Ok! “Farine Fire roses”. Il faut que j’explique car sinon personne ne va comprendre. C’est la marque d’une compagnie de farine. Ça n’a rien à voir avec je ne sais quoi d’autre (rires). Rien à voir avec la drogue par exemple (rires). Dans le vieux port de Montréal, il y a cette grande enseigne lumineuse en rouge de «Farine Five Roses». C’est très caractéristique du vieux Montréal. C’est une espèce d’emblème dans l’histoire de la ville. Mais dans l’histoire de ma vie c’en est devenu un aussi car je me suis toujours retrouvée dans ces néons en partant ou en revenant. Pour cette chanson, j’ai fait appel à un groupe qui s’appelle Motus 3 f. C’est un duo totalement vocal. Ils font de la musique exclusivement avec la voix. En live, c’est de la vraie beatbox rythmique mais aussi mélodique. Ils font des sets incroyables et je me suis retrouvée à improviser un soir avec eux. Ça s’est avéré concluant – on retrouve un peu de l’original au début – et on est allé au studio enregistrer ça. Une grande partie de la chanson a été produite en studio, après j’ai fait appel à un ami chirurgien sonore qui est passé par-dessus pour donner une certaine structure au tout. Du coup, c’est devenu une chanson très vocale, hip hop en quelque sorte aussi. Un peu drum & bass mais organique.
Pinkushion : Tu fais vraiment dans tous les styles, de préférence black. C’est pas donné à tout le monde.
Oui, j’aime bien toucher à tout. J’essaie de faire en sorte que le songwriting reste sur le même fil (rires), pour pas trop m’éparpiller. Je me dis qu’un jour j’arriverai à faire une chose bien (rires)
7 « Imparfait »
Pinkushion : Celle-ci est superbe !

## Tâche demandée 1
Résumez l'entretien en deux phrases.
## Tâche demandée 2
Indiquez si chacune des affirmations suivantes concorde avec l'entretien, par oui ou par non, en citant les mots qui tranchent : (a) le duo Motus 3 f fait de la musique uniquement avec la voix ; (b) l'enseigne « Farine Five Roses » est de couleur bleue ; (c) la chanson a été entièrement improvisée sur scène, sans passage en studio.
## Tâche demandée 3
Reprenez l'entretien mené par Pinkushion juste après sa dernière réplique.

## Extrait source
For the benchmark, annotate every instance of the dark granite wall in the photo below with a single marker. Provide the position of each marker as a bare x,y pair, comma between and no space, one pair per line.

## Réponse attendue 1
L'enseigne lumineuse rouge « Farine Five Roses » du vieux port de Montréal est un emblème de l'histoire de la ville et aussi de la vie de l'artiste, qui s'est toujours retrouvé·e dans ces néons en partant ou en revenant. La chanson qui porte ce nom est née d'une improvisation avec le duo entièrement vocal Motus 3 f, puis a été en grande partie produite en studio et structurée par un ami chirurgien sonore, ce qui en a fait un morceau très vocal, hip hop et un peu drum & bass organique.

## Réponse attendue 2
(a) Oui : « Ils font de la musique exclusivement avec la voix. »
(b) Non : « grande enseigne lumineuse en rouge »
(c) Non : « Une grande partie de la chanson a été produite en studio »

## Réponse attendue 3
C’est la seule chanson que je n’ai pas écrite (grands rires). Mais je vais te parler de ce grand auteur compositeur. J’ai étudié la musique – le jazz – à l’université, après j’ai été tirée des bancs de l’amphi par un auteur qui est selon moi le secret le mieux gardé de la francophonie : Daniel Bélanger. Il a 3 ou 4 albums à son actif. Chez nous, c’est la référence de la chanson francophone. Il m’a fait confiance dès le début. Je travaillais sur mes chansons. Un de ses collègues m’a engagé avant qu’un des albums très attendus de Bélanger ne sorte. Je devais tout à coup faire les claviers mais j’étais très intimidée car j’avais plein de musiciens autour de moi que je trouvais plus aptes pour faire ça. La chimie a probablement fait que j’étais la bonne personne pour le faire. J’ai tourné avec lui, ça s’est très bien passé. J’ai éprouvé la nécessité de reprendre une de ses chansons. C’est une façon pour moi de le remercier. Et puis interpréter une chanson de cette trame-là me faisait énormément plaisir. Ça s’appelle imparfait mais pour moi cette chanson a tout de la perfection.
Pinkushion : Mais elle te touche énormément aussi non ?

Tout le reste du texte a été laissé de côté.